▸ **LISTED RECORDS**
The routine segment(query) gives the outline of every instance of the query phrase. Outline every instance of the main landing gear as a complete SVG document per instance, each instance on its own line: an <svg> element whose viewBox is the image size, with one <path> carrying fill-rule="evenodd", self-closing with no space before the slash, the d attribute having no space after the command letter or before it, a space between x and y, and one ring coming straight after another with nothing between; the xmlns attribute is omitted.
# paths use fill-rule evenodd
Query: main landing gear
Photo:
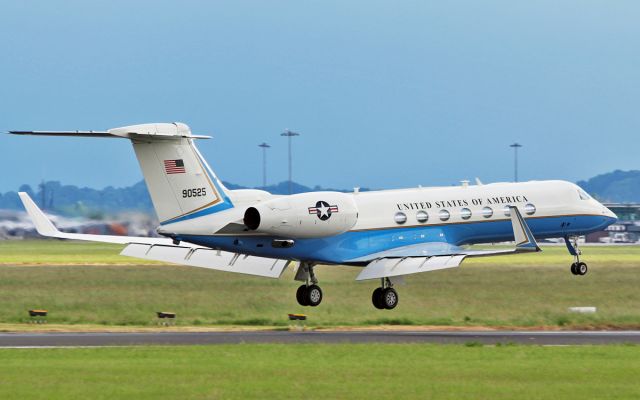
<svg viewBox="0 0 640 400"><path fill-rule="evenodd" d="M381 287L373 291L371 302L379 310L392 310L398 305L398 292L393 288L389 278L382 278Z"/></svg>
<svg viewBox="0 0 640 400"><path fill-rule="evenodd" d="M322 289L313 273L313 264L301 262L295 279L305 282L296 291L296 300L301 306L316 307L322 302Z"/></svg>
<svg viewBox="0 0 640 400"><path fill-rule="evenodd" d="M578 238L573 238L573 243L571 243L571 239L568 237L564 238L564 242L567 245L567 249L569 253L573 256L573 264L571 264L571 273L573 275L586 275L589 271L587 268L587 264L580 261L580 255L582 252L578 248Z"/></svg>

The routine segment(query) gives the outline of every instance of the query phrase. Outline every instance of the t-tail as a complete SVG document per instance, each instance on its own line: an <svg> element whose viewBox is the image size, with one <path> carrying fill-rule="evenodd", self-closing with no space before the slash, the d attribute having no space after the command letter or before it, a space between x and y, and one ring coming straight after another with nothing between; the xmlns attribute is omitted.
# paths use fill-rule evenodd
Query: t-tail
<svg viewBox="0 0 640 400"><path fill-rule="evenodd" d="M114 137L131 140L161 225L233 208L183 123L131 125L107 131L11 131L22 135Z"/></svg>

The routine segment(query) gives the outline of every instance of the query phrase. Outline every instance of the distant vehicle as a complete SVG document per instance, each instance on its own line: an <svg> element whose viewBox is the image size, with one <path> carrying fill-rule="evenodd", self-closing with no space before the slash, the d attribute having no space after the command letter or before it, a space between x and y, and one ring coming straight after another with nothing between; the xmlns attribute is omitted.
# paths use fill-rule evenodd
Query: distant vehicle
<svg viewBox="0 0 640 400"><path fill-rule="evenodd" d="M626 233L614 233L613 236L600 238L601 243L633 243Z"/></svg>
<svg viewBox="0 0 640 400"><path fill-rule="evenodd" d="M182 123L11 133L131 140L161 221L157 231L165 238L61 232L20 193L41 235L122 243L125 256L271 278L298 261L301 305L322 301L317 264L362 268L357 280L380 281L373 305L392 309L398 277L458 267L469 257L540 251L535 237L563 237L574 256L571 272L584 275L587 264L571 239L616 221L609 209L564 181L290 196L228 190L194 144L208 137L193 135ZM511 250L467 247L514 239Z"/></svg>

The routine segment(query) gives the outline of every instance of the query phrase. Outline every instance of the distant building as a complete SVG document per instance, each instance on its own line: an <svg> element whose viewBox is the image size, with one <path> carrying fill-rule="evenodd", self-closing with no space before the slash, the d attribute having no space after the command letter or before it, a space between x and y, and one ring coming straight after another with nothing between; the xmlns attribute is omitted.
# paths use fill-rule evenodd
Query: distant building
<svg viewBox="0 0 640 400"><path fill-rule="evenodd" d="M618 216L618 222L602 232L587 235L587 242L637 243L640 242L640 204L605 203Z"/></svg>
<svg viewBox="0 0 640 400"><path fill-rule="evenodd" d="M605 206L618 216L618 221L640 221L638 203L605 203Z"/></svg>

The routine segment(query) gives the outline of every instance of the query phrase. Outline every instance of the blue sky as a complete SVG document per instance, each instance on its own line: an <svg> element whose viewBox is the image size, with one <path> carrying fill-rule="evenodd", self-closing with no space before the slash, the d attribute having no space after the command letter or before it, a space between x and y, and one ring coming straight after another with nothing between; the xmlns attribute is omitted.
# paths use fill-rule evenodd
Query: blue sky
<svg viewBox="0 0 640 400"><path fill-rule="evenodd" d="M638 169L636 1L2 1L0 130L183 121L224 180L396 188ZM141 179L126 141L0 135L0 190Z"/></svg>

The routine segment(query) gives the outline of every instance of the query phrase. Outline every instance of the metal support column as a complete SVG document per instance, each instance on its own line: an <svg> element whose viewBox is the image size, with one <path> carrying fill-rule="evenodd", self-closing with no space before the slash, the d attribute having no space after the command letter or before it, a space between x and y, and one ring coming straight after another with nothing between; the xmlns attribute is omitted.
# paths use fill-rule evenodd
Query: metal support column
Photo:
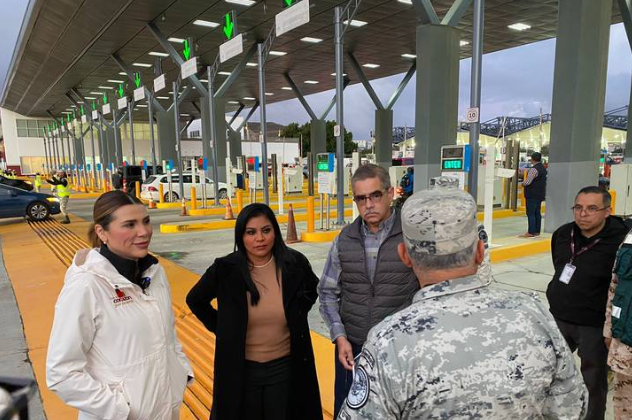
<svg viewBox="0 0 632 420"><path fill-rule="evenodd" d="M474 0L474 28L472 42L472 81L470 84L470 107L481 107L481 76L483 71L483 29L485 26L485 0ZM469 193L474 200L478 194L478 139L481 135L479 120L470 124L470 150L472 151L470 172L467 174Z"/></svg>
<svg viewBox="0 0 632 420"><path fill-rule="evenodd" d="M64 145L64 131L63 131L63 122L59 125L59 143L61 143L61 167L62 169L67 169L66 164L66 146ZM70 150L68 151L70 153Z"/></svg>
<svg viewBox="0 0 632 420"><path fill-rule="evenodd" d="M46 161L46 165L43 169L46 170L47 173L50 173L50 164L48 162L48 146L46 146L46 133L44 133L42 140L44 141L44 158Z"/></svg>
<svg viewBox="0 0 632 420"><path fill-rule="evenodd" d="M136 165L136 142L134 141L134 99L130 99L128 106L129 140L132 143L132 165Z"/></svg>
<svg viewBox="0 0 632 420"><path fill-rule="evenodd" d="M217 63L217 60L215 61ZM217 66L213 66L217 69ZM207 159L207 162L213 162L213 193L214 199L213 204L216 206L220 205L219 201L219 162L218 162L218 138L217 138L217 121L215 120L215 89L213 86L213 82L215 79L215 72L211 69L211 66L206 68L206 74L208 78L208 113L209 113L209 129L210 129L210 142L208 145L203 145L203 150L205 151L204 157ZM210 150L209 150L210 146ZM226 180L226 182L230 182L230 180Z"/></svg>
<svg viewBox="0 0 632 420"><path fill-rule="evenodd" d="M184 168L182 164L182 143L180 142L180 106L178 105L178 92L180 86L178 82L173 82L173 118L175 120L175 133L176 133L176 154L178 156L178 177L180 199L184 200Z"/></svg>
<svg viewBox="0 0 632 420"><path fill-rule="evenodd" d="M336 54L336 122L338 124L340 134L336 138L336 171L337 171L337 193L336 193L336 224L342 226L345 224L345 174L344 174L344 112L343 112L343 91L344 91L344 45L343 45L343 24L342 24L342 7L336 6L334 9L334 49Z"/></svg>
<svg viewBox="0 0 632 420"><path fill-rule="evenodd" d="M107 139L103 132L103 119L99 118L99 156L101 158L101 186L105 187L105 180L107 179Z"/></svg>
<svg viewBox="0 0 632 420"><path fill-rule="evenodd" d="M149 114L149 146L151 147L151 167L153 174L156 175L158 172L156 168L156 141L154 139L154 105L151 99L152 98L147 101L147 112ZM162 170L164 171L165 168L162 168Z"/></svg>
<svg viewBox="0 0 632 420"><path fill-rule="evenodd" d="M94 144L94 121L90 121L90 146L92 147L92 179L94 181L94 188L98 188L97 180L97 152ZM86 167L87 168L87 167Z"/></svg>
<svg viewBox="0 0 632 420"><path fill-rule="evenodd" d="M268 191L268 126L266 121L266 81L265 81L265 57L264 44L257 45L259 59L259 142L261 143L263 202L270 205L270 192Z"/></svg>
<svg viewBox="0 0 632 420"><path fill-rule="evenodd" d="M118 119L116 111L112 110L112 126L114 129L114 166L123 166L123 154L121 153L121 139L119 133Z"/></svg>

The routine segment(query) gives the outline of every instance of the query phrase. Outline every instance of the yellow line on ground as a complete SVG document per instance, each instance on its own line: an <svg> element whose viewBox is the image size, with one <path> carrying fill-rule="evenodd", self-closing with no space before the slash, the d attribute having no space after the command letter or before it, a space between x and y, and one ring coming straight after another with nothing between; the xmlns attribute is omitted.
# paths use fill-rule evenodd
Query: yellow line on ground
<svg viewBox="0 0 632 420"><path fill-rule="evenodd" d="M501 261L515 260L517 258L528 257L535 254L541 254L551 251L551 240L540 239L529 241L523 244L507 245L501 248L495 248L490 251L490 259L492 263Z"/></svg>

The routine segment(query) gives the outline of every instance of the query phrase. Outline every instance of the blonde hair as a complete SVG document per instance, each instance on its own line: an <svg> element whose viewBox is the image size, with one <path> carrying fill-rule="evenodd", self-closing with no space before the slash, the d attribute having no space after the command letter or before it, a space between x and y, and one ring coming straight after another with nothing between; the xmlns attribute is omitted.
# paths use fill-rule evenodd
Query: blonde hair
<svg viewBox="0 0 632 420"><path fill-rule="evenodd" d="M88 229L88 241L93 248L99 248L102 245L101 239L95 230L95 226L99 225L103 230L108 230L110 223L114 220L113 214L123 206L130 204L143 204L133 195L126 194L123 191L109 191L101 195L94 203L92 209L92 220Z"/></svg>

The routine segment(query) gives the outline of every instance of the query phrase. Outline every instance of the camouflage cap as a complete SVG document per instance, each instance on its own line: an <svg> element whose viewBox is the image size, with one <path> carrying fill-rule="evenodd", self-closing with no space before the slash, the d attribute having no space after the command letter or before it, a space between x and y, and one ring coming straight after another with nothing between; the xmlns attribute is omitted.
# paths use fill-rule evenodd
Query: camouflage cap
<svg viewBox="0 0 632 420"><path fill-rule="evenodd" d="M413 194L402 208L402 231L409 252L449 255L478 239L476 202L459 189Z"/></svg>

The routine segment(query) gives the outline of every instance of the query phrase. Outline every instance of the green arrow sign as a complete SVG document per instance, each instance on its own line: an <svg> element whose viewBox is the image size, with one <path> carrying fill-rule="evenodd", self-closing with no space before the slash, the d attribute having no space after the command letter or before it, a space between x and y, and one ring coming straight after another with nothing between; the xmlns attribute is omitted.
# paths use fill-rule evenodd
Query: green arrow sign
<svg viewBox="0 0 632 420"><path fill-rule="evenodd" d="M184 54L184 59L188 60L191 57L191 45L189 45L189 40L184 40L184 50L182 50L182 54Z"/></svg>
<svg viewBox="0 0 632 420"><path fill-rule="evenodd" d="M95 101L92 101L92 109L93 110L97 109L97 103Z"/></svg>
<svg viewBox="0 0 632 420"><path fill-rule="evenodd" d="M66 114L66 122L70 122L70 114Z"/></svg>
<svg viewBox="0 0 632 420"><path fill-rule="evenodd" d="M81 115L84 115L83 105L81 105Z"/></svg>
<svg viewBox="0 0 632 420"><path fill-rule="evenodd" d="M104 93L104 94L103 94L103 104L105 105L105 104L107 104L107 103L108 103L108 94L107 94L107 93Z"/></svg>
<svg viewBox="0 0 632 420"><path fill-rule="evenodd" d="M140 87L140 72L137 71L136 75L134 76L134 83L136 83L136 89L138 89Z"/></svg>
<svg viewBox="0 0 632 420"><path fill-rule="evenodd" d="M224 39L226 41L233 39L235 35L237 35L237 28L235 27L235 24L235 11L231 10L224 15L224 25L222 26Z"/></svg>
<svg viewBox="0 0 632 420"><path fill-rule="evenodd" d="M295 0L283 0L283 8L285 9L286 7L290 7L294 3L296 3Z"/></svg>
<svg viewBox="0 0 632 420"><path fill-rule="evenodd" d="M118 93L119 93L119 98L122 98L123 95L125 95L125 92L123 91L123 83L119 85Z"/></svg>
<svg viewBox="0 0 632 420"><path fill-rule="evenodd" d="M72 119L76 120L77 119L77 114L75 113L75 110L72 110Z"/></svg>

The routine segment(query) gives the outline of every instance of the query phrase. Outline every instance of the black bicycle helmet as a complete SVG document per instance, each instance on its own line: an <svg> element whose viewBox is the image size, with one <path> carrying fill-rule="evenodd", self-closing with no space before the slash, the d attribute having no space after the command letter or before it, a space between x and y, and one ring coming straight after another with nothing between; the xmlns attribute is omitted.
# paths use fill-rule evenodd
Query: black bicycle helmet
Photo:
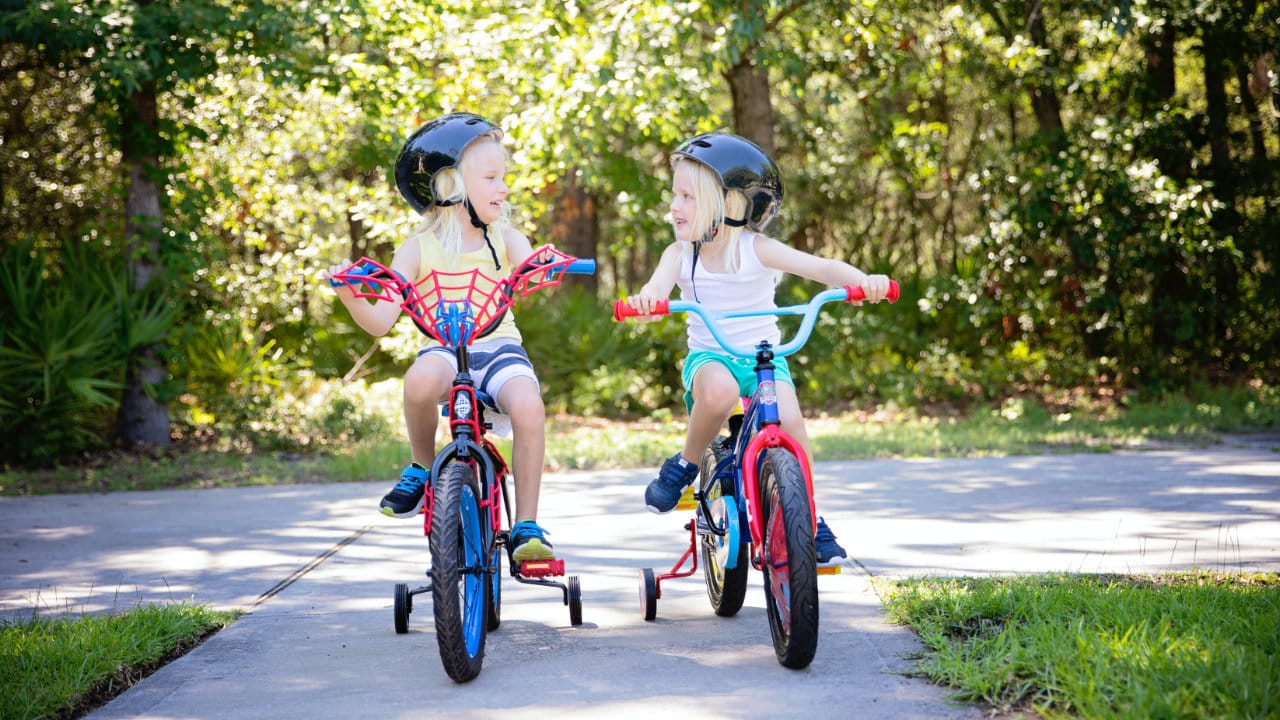
<svg viewBox="0 0 1280 720"><path fill-rule="evenodd" d="M726 225L764 230L782 206L782 173L773 160L750 140L727 132L703 133L672 154L683 155L715 171L725 191L738 190L749 203L745 218L725 218Z"/></svg>
<svg viewBox="0 0 1280 720"><path fill-rule="evenodd" d="M463 148L491 130L502 132L479 115L457 112L432 120L409 136L396 158L396 187L414 211L441 204L431 189L436 173L456 167Z"/></svg>

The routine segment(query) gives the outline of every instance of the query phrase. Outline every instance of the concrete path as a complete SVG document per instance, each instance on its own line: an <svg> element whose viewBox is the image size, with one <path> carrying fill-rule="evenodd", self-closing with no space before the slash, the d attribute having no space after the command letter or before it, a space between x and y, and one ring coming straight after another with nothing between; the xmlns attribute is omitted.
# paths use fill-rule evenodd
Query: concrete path
<svg viewBox="0 0 1280 720"><path fill-rule="evenodd" d="M385 483L0 498L0 616L191 599L248 614L92 718L979 718L901 674L920 649L869 574L1280 569L1277 442L1210 449L820 463L819 512L852 555L821 578L802 671L774 659L758 574L718 618L700 572L640 615L639 570L668 569L685 517L640 508L647 473L548 475L541 522L581 578L503 583L502 626L466 685L441 669L420 584L422 526L378 516ZM518 715L512 715L516 711Z"/></svg>

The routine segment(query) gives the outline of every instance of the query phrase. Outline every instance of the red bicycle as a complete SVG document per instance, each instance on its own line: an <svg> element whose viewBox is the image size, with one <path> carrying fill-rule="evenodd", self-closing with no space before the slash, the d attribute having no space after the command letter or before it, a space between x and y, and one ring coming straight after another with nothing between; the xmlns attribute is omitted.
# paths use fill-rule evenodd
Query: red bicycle
<svg viewBox="0 0 1280 720"><path fill-rule="evenodd" d="M559 285L566 274L595 272L594 260L580 260L551 246L539 248L509 277L495 280L479 270L462 273L430 272L410 282L374 260L359 262L335 274L333 285L345 284L357 297L394 302L404 309L423 334L451 348L458 374L443 413L449 417L451 442L431 467L424 504L424 532L430 541L430 584L410 589L395 587L395 629L409 631L415 595L430 592L436 640L445 672L457 682L480 674L485 638L501 623L502 548L510 552L511 506L502 454L486 434L492 429L487 412L497 412L493 398L476 389L468 364L468 348L485 337L521 297ZM506 530L502 525L505 510ZM569 622L582 624L582 590L578 578L564 583L563 560L514 563L517 582L556 587L569 606Z"/></svg>

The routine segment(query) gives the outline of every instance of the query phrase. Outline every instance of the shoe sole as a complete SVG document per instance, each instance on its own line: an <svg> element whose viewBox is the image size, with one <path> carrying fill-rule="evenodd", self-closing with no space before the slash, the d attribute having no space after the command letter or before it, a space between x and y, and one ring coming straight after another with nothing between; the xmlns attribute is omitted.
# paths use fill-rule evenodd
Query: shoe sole
<svg viewBox="0 0 1280 720"><path fill-rule="evenodd" d="M378 510L383 515L386 515L389 518L400 518L401 520L406 520L408 518L413 517L414 515L420 514L422 512L422 508L425 507L426 504L427 504L427 496L424 494L422 497L418 498L418 504L408 512L398 513L395 511L395 508L391 508L386 505L382 505L381 507L378 508Z"/></svg>
<svg viewBox="0 0 1280 720"><path fill-rule="evenodd" d="M534 539L516 548L516 551L511 553L511 559L517 563L530 560L555 560L556 554L551 551L551 548L543 545L541 540Z"/></svg>

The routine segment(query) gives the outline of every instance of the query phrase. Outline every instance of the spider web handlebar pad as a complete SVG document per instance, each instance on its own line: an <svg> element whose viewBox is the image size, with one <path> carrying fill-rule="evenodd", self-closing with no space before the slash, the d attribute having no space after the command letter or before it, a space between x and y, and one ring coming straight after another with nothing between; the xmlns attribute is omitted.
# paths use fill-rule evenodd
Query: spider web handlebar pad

▸ **WORK INSTRUCTION**
Filter the records above for lines with "helmet".

▸ **WRITTEN ANSWER**
The routine segment(query) gives the outline of every instance of the query phrase. Outline every instance of the black bicycle helmet as a complete SVG document per instance, each instance on its own line: an <svg> element whose viewBox is the image size, with one <path> carrying fill-rule="evenodd", self-closing with no space before the slash, the d attribute having no space after the command letter or before it, a space between x and y, and one ring coming straight after another with nothing between; the xmlns attribute is omitted.
Query: black bicycle helmet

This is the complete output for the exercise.